YOUR OBJECTIVE
What you return must match the material exactly, with every line present.

[Opening DATA TO EXAMINE section]

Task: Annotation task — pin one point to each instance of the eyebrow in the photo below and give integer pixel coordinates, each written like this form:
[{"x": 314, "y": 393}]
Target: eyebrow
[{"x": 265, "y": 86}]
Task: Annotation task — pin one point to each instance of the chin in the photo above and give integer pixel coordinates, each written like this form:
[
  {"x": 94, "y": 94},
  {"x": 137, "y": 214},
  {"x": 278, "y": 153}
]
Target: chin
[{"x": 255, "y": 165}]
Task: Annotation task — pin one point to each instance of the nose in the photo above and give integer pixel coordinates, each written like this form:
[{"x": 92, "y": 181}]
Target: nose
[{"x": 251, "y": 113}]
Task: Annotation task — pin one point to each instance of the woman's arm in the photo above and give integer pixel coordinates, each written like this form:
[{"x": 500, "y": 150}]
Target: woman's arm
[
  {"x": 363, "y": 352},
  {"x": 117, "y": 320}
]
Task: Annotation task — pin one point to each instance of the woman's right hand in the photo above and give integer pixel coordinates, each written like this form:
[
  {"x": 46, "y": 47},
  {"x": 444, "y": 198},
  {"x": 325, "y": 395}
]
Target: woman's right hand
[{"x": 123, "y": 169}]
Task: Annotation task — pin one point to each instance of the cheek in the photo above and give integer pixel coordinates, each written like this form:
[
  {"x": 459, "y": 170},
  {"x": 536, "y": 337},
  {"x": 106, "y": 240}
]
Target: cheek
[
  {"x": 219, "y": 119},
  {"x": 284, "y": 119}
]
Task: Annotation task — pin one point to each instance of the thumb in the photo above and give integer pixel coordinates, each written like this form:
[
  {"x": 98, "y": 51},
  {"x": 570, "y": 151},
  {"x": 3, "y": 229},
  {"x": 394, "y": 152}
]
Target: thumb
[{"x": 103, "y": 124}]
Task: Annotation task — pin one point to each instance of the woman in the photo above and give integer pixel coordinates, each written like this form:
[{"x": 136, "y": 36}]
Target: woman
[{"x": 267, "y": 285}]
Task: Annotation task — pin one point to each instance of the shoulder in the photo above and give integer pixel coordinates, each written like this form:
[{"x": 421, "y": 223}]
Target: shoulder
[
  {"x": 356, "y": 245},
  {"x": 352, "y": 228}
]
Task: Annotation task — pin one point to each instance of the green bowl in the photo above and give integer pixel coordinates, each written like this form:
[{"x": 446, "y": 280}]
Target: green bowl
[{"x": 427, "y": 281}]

[Closing DATA TO EXAMINE section]

EXPECTED ANSWER
Task: Annotation task — pin one point to each instance of the eyebrow in the photo below and give integer pixel coordinates, each written like this form:
[{"x": 314, "y": 393}]
Target: eyebrow
[{"x": 265, "y": 86}]
Task: Annotation task — pin one point to each instance of the chin in the photo above and give integer pixel coordinates, each written like this form:
[
  {"x": 94, "y": 94},
  {"x": 137, "y": 214},
  {"x": 278, "y": 153}
]
Target: chin
[{"x": 255, "y": 165}]
Task: Annotation task — pin one point to each instance of the nose in the photo above and give integer pixel coordinates, each written like this form:
[{"x": 92, "y": 181}]
Target: nose
[{"x": 251, "y": 113}]
Task: Annotation task — pin one point to each instance of the woman's arm in the photo above and give integer pixel coordinates, each written like this form:
[{"x": 500, "y": 150}]
Target: woman's arm
[
  {"x": 363, "y": 352},
  {"x": 117, "y": 320}
]
Task: Annotation task — pin one point to each instance of the woman's right hand in the photo above and give integer pixel coordinates, each written like this form:
[
  {"x": 46, "y": 47},
  {"x": 444, "y": 198},
  {"x": 325, "y": 395}
]
Target: woman's right hand
[{"x": 123, "y": 169}]
Task: Annotation task — pin one point to each instance of the cheek in the photo above and give integer pixel coordinates, each written like this form:
[
  {"x": 459, "y": 170},
  {"x": 536, "y": 337},
  {"x": 106, "y": 240}
]
Target: cheek
[
  {"x": 219, "y": 119},
  {"x": 284, "y": 119}
]
Task: Annotation task — pin one point to each instance of the thumb in the photo above and give integer pixel coordinates, each written like this form:
[
  {"x": 98, "y": 51},
  {"x": 570, "y": 151},
  {"x": 3, "y": 229},
  {"x": 394, "y": 152}
]
Target: thumb
[{"x": 103, "y": 124}]
Task: Annotation task — pin one point to each instance of the woman in the photo above and give integer pixel coordinates, each written like this form:
[{"x": 136, "y": 36}]
Target: woman
[{"x": 267, "y": 285}]
Task: Annotation task — pin one point to each instance of the shoulder in the photo above and give integer pixel coordinates, each written like this form:
[{"x": 421, "y": 223}]
Target: shoulder
[
  {"x": 356, "y": 245},
  {"x": 352, "y": 228}
]
Task: Annotation task — pin one point to each instance of the green bowl in the photo above and give integer pixel coordinates, each written like this form:
[{"x": 446, "y": 280}]
Target: green bowl
[{"x": 427, "y": 281}]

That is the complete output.